**EXERCISE DIRECTIONS:** From the line that includes "# draw the outline of every instance of the clear" to the last line of the records, inclusive, repeat each line exactly.

**DATA PROVIDED:**
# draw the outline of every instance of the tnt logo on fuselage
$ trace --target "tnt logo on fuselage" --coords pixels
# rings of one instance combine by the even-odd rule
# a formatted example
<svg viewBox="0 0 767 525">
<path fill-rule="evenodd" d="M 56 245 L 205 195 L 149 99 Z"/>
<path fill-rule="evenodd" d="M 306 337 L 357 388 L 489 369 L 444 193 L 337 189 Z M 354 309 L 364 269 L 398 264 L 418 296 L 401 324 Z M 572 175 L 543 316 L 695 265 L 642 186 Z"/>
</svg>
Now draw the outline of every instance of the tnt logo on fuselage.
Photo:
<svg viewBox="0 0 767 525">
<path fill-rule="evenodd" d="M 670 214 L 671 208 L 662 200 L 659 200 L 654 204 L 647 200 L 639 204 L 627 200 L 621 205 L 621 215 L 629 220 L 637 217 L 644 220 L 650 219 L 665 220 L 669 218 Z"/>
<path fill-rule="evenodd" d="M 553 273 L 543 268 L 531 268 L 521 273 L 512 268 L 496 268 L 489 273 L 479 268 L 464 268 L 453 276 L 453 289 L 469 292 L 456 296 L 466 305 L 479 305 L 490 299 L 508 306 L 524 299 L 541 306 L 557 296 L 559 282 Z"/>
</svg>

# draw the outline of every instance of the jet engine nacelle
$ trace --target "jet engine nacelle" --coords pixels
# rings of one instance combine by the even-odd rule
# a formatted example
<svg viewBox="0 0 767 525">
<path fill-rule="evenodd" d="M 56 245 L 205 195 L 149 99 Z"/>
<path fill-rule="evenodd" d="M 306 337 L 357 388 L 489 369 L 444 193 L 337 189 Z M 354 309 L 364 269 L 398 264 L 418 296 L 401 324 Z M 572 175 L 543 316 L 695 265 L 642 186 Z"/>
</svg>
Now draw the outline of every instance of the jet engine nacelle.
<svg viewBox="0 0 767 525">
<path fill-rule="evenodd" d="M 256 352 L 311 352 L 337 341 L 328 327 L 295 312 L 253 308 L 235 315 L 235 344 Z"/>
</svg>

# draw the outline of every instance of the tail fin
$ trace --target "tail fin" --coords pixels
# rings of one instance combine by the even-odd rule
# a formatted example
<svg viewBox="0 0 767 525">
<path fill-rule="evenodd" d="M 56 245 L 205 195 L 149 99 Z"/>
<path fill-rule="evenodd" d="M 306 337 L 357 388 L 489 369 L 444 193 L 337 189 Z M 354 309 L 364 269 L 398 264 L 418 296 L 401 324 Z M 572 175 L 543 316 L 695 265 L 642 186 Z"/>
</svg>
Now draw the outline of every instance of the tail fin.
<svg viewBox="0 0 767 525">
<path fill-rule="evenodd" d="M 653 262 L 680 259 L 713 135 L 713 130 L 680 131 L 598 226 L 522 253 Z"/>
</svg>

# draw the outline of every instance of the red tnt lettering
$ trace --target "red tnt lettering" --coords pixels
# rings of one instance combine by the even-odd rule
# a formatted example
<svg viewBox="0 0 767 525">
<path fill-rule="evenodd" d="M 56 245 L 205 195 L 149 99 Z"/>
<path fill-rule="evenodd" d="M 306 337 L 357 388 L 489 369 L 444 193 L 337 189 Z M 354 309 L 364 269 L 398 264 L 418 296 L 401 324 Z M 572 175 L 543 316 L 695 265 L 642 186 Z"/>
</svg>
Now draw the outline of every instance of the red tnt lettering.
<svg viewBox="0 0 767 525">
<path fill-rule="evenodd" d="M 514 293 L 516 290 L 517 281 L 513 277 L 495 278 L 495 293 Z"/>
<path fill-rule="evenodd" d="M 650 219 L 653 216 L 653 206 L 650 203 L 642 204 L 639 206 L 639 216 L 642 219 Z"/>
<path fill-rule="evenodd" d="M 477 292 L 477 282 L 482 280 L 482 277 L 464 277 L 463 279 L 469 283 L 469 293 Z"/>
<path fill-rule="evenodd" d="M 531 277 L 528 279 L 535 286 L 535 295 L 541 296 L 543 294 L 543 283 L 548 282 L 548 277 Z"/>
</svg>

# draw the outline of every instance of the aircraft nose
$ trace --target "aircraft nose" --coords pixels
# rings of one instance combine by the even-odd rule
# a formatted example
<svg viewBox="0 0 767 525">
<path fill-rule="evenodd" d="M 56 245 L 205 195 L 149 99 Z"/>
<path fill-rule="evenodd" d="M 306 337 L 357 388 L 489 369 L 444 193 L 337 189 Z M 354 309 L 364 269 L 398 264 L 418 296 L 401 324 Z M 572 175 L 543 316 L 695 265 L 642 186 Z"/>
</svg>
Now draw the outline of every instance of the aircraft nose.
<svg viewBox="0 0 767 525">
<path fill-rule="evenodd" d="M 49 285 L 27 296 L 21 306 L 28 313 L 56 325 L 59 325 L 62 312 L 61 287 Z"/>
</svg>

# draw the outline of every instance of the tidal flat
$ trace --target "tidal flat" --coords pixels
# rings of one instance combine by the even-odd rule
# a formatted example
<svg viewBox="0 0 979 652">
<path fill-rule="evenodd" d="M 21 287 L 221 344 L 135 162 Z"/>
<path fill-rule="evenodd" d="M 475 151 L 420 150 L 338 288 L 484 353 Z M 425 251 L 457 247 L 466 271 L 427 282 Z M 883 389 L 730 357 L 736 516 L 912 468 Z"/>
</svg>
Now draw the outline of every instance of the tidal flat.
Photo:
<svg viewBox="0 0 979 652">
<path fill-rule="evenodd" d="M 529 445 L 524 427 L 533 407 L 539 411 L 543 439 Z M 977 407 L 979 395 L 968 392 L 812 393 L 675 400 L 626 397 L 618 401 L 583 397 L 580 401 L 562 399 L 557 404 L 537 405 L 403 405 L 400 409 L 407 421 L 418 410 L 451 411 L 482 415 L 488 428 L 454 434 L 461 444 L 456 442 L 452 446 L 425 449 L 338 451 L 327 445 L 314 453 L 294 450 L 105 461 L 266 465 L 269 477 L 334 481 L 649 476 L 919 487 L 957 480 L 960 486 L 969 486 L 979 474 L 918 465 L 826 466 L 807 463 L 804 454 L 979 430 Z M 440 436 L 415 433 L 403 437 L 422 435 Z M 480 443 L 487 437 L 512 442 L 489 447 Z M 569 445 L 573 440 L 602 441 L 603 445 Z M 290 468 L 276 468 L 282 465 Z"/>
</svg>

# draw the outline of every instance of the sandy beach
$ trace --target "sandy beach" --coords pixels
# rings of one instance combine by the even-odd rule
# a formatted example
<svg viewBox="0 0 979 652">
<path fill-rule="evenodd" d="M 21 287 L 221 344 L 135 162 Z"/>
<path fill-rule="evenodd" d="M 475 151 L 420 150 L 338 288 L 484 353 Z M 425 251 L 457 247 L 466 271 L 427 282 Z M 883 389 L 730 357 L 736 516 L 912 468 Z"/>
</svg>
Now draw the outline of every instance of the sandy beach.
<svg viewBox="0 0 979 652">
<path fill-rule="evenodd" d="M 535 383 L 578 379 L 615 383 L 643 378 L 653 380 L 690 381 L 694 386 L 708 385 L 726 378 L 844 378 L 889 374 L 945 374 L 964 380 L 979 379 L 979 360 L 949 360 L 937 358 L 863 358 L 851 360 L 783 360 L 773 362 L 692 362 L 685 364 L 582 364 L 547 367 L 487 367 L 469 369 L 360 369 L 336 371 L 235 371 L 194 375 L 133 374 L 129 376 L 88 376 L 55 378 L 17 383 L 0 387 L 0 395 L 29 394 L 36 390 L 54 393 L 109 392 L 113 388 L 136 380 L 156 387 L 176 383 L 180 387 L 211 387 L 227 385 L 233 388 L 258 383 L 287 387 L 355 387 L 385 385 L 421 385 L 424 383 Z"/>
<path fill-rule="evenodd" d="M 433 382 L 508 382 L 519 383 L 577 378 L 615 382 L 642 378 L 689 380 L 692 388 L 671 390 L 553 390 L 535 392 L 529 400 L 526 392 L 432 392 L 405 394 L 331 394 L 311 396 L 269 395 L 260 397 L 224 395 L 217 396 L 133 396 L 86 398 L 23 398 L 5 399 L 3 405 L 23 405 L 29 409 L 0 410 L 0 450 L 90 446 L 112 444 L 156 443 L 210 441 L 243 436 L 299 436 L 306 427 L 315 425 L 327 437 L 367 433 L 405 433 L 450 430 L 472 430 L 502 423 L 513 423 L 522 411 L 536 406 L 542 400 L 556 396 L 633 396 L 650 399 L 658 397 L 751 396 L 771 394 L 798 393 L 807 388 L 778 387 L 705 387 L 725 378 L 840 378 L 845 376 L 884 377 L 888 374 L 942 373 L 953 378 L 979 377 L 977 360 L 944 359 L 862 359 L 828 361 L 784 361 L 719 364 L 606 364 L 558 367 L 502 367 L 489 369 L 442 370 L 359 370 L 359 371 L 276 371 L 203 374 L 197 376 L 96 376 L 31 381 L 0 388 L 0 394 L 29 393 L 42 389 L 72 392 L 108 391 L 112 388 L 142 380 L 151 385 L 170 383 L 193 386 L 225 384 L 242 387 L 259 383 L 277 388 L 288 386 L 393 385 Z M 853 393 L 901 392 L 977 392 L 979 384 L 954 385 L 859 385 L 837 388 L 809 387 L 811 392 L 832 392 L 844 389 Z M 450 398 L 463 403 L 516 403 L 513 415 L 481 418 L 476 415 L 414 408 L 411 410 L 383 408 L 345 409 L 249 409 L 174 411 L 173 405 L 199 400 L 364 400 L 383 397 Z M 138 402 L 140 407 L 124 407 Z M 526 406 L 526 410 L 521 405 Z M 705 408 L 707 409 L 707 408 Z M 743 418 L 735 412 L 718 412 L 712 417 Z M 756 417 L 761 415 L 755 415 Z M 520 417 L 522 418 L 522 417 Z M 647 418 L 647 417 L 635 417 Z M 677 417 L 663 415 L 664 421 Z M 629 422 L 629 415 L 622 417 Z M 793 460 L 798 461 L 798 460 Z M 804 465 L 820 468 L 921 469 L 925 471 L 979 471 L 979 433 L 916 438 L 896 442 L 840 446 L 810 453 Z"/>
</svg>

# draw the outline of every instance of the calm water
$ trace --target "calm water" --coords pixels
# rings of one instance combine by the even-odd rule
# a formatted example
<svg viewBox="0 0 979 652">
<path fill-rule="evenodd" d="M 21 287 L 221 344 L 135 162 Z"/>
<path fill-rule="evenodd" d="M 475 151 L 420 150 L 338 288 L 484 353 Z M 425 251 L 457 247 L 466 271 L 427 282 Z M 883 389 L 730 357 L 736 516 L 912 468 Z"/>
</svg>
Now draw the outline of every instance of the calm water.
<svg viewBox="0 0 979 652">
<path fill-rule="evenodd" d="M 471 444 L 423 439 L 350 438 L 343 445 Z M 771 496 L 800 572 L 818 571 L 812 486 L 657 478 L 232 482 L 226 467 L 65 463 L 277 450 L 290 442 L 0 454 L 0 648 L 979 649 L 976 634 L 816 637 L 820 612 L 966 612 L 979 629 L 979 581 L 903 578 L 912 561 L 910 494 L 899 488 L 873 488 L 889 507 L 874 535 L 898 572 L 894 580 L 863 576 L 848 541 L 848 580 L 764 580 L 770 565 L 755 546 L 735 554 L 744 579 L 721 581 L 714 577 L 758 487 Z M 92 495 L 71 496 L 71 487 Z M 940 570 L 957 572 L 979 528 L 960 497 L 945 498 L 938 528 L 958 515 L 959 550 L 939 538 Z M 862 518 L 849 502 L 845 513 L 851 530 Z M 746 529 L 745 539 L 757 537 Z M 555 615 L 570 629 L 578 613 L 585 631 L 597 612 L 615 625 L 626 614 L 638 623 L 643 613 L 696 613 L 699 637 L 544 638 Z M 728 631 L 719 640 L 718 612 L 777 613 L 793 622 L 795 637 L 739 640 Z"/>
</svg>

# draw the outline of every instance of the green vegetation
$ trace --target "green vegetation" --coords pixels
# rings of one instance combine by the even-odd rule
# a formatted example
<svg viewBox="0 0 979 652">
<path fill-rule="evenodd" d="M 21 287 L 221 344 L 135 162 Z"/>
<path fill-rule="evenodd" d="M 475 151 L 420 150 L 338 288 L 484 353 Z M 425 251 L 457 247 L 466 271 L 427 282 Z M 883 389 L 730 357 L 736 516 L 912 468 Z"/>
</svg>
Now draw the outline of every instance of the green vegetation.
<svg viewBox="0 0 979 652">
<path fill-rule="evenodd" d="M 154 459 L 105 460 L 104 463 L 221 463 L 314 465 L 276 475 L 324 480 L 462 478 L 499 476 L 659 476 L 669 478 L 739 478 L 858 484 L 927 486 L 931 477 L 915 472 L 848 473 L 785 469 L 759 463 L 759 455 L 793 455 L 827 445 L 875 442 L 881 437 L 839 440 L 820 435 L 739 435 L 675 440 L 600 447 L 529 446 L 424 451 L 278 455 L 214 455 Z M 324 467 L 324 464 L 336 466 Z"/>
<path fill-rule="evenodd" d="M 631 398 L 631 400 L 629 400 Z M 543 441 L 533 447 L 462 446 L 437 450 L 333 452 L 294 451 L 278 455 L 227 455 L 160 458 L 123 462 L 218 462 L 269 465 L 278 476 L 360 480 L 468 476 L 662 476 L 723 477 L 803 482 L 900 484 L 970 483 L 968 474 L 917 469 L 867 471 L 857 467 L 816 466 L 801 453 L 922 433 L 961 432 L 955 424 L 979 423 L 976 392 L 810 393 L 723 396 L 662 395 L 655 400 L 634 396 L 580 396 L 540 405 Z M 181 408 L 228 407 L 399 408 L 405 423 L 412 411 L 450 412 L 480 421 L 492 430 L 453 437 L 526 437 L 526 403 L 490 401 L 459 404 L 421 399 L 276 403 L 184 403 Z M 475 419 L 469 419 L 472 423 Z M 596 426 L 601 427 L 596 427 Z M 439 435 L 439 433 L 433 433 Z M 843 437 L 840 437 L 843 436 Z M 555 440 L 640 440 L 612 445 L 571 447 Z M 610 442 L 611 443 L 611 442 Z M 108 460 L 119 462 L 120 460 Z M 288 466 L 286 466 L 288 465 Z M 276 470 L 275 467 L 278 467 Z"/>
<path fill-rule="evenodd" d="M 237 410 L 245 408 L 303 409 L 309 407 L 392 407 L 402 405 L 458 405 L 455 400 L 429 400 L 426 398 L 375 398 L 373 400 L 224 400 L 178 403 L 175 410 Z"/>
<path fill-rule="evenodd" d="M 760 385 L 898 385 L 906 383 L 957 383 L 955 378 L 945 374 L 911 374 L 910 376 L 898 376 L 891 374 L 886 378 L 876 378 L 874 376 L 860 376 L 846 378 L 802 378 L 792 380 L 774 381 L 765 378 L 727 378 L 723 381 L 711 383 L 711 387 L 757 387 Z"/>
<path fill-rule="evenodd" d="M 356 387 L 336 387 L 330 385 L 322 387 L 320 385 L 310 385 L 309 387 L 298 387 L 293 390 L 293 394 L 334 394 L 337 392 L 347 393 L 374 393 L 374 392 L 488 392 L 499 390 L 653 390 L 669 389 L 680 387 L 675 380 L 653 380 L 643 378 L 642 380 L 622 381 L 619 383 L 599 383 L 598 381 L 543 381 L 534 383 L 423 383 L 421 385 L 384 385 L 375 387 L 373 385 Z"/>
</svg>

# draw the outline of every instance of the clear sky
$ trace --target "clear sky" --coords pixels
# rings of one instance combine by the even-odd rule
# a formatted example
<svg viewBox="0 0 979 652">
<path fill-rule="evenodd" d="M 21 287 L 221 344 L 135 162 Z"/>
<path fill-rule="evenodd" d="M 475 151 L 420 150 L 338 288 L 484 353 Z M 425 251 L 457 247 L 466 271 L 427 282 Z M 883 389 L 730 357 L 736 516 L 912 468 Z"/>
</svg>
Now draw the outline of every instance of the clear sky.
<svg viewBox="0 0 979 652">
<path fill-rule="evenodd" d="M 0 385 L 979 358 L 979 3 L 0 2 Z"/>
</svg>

**TASK ANSWER:**
# draw the outline of every instance of the clear sky
$ trace --target "clear sky" --coords pixels
# rings of one instance combine by the even-odd rule
# a formatted example
<svg viewBox="0 0 979 652">
<path fill-rule="evenodd" d="M 21 287 L 221 344 L 135 162 Z"/>
<path fill-rule="evenodd" d="M 475 151 L 420 150 L 338 288 L 484 353 Z M 425 251 L 457 247 L 466 271 L 427 282 Z M 883 389 L 730 357 L 736 516 L 912 468 Z"/>
</svg>
Now draw the outline of every instance of the clear sky.
<svg viewBox="0 0 979 652">
<path fill-rule="evenodd" d="M 0 385 L 979 358 L 979 3 L 0 2 Z"/>
</svg>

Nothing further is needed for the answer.